■ **How to complete this task**
Exactly the lines from the one that contains "ok lemme think... I need the box for the sunbathing" through the end of the material below are to be output, the first and last included.

■ **Record set**
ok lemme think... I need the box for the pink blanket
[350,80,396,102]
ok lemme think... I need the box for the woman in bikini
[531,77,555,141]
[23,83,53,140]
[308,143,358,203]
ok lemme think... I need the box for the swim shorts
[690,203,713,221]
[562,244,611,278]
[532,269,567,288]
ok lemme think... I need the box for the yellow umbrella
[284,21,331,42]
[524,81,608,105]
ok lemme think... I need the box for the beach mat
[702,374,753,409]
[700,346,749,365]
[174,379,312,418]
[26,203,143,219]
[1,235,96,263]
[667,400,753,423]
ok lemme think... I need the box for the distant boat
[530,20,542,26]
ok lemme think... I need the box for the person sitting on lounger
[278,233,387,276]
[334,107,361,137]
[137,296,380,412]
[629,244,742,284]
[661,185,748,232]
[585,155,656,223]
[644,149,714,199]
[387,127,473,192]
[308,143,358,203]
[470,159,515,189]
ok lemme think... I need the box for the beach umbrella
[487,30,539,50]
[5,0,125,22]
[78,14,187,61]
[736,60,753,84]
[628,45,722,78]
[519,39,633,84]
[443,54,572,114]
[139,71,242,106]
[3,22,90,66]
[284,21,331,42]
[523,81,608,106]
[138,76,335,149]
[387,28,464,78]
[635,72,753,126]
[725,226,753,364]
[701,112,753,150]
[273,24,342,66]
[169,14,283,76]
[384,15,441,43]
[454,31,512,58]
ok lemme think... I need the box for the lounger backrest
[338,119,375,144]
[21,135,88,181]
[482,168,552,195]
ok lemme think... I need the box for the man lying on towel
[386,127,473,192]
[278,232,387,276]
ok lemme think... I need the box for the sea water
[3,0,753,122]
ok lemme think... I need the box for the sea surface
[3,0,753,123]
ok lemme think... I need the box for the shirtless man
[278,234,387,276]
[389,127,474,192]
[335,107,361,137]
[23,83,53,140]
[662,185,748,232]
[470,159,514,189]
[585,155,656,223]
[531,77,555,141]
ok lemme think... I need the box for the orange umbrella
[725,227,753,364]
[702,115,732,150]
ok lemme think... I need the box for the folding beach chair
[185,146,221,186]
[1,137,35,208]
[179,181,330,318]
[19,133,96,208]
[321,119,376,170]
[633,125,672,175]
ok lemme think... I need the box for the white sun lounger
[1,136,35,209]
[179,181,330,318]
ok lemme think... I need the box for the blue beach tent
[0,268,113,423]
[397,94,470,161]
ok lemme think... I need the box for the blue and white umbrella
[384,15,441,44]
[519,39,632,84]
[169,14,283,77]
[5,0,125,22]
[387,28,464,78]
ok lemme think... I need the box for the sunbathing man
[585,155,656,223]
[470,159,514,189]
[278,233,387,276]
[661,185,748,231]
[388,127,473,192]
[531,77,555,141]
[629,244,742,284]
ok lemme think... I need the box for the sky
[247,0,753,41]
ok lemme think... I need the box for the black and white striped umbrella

■ **Task solution**
ok lemme think... I need the box for the sunbathing man
[585,155,656,223]
[470,159,514,189]
[278,233,387,276]
[661,185,748,231]
[388,127,473,192]
[531,77,555,141]
[629,244,742,284]
ok lemme think... I need the box for the sky
[247,0,753,41]
ok lemme think... I need the box for the black and white striped umbrella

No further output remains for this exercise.